NYC comedian moves into Ikea


Mark Malkoff
Mark Malkoff

Mark Malkoff, a comedian and filmmaker, lies on a display bed in a showroom at the Ikea store in Paramus, N.J., Monday, Jan. 7, 2008. Malkoff has permission from Ikea to live in the store until Sunday while his own New York City apartment is fumigated.

Mike Derer/The Associated Press
Published: Tuesday, January 8, 2008 at 2:05 p.m.
Last Modified: Tuesday, January 8, 2008 at 2:05 p.m.

PARAMUS, N.J. - When Mark Malkoff thought about where he could stay while his New York City apartment was being fumigated for cockroaches, he quickly ruled out friends' places (too small) and hotels (too expensive).

Instead, the comedian and filmmaker decided to move into an Ikea store in suburban New Jersey, where on Monday he unloaded two suitcases into a spacious bedroom at the store.

At night when the store is closed, he says he'll play laser tag with security guards and even plans to host a housewarming party.

"The fact that Ikea is letting me do this is mind-boggling," said Malkoff, lounging on a bed in his new room. "There's no way I'm going back. I love this way too much."

Malkoff, who works for Comedy Central's "The Colbert Report" as a ticket handler, is allowed to stay until Ikea closes at about midnight on Saturday; the store, famous for its low-cost do-it-yourself furniture, is closed on Sundays.

Malkoff, 31, is known for his 2007 video "171 Starbucks" which documents his visits to all of the coffee chain's Manhattan stores in a single day.

Deputy store manager Julie Mott said Malkoff contacted the store about three weeks ago and presented a proposal to move in.

"We thought it would be a lot of fun and interesting," Mott said. "We're not really sure what this week holds."

He is being followed by a camera crew documenting his stay for a video, which will be shown on his Web site, http://www.marklivesinikea.com.

But despite the hospitality, Malkoff did find a few problems: The sinks don't work, and neither does the toilet, refrigerator, flat-screen television or the washer and dryer.

"Is anything real in this place?" he asked.

He must shower in the staff locker room and will have access to the staff cafeteria to cook his own meals, if he chooses, Mott said.

However, the Ikea display does offer more spacious living than his two-bedroom Queens apartment.

"I feel like I'm on the set of 'Friends,'" he said, adding that he has met a few new faux friends customers who wandered into his new apartment.

His wife of 2 1/2 years, Christine, isn't as thrilled with his new digs and has instead opted to stay with relatives in upstate New York.

"For some reason," he said, "she doesn't want to live in a store."
=-=-=-=-=
Copy the part of the article about the comedian living in Ikea starting at "Mark Malkoff, a" and ending at "at the store.". You won't need the lines that follow this article to do the work.

§ **Data**:
=-=-=-=-=
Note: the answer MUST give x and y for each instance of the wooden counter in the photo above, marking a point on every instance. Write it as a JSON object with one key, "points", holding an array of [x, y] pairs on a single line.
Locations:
=-=-=-=-=
§ **Written answer**:
Mark Malkoff, a comedian and filmmaker, lies on a display bed in a showroom at the Ikea store in Paramus, N.J., Monday, Jan. 7, 2008. Malkoff has permission from Ikea to live in the store until Sunday while his own New York City apartment is fumigated.

Mike Derer/The Associated Press
Published: Tuesday, January 8, 2008 at 2:05 p.m.
Last Modified: Tuesday, January 8, 2008 at 2:05 p.m.

PARAMUS, N.J. - When Mark Malkoff thought about where he could stay while his New York City apartment was being fumigated for cockroaches, he quickly ruled out friends' places (too small) and hotels (too expensive).

Instead, the comedian and filmmaker decided to move into an Ikea store in suburban New Jersey, where on Monday he unloaded two suitcases into a spacious bedroom at the store.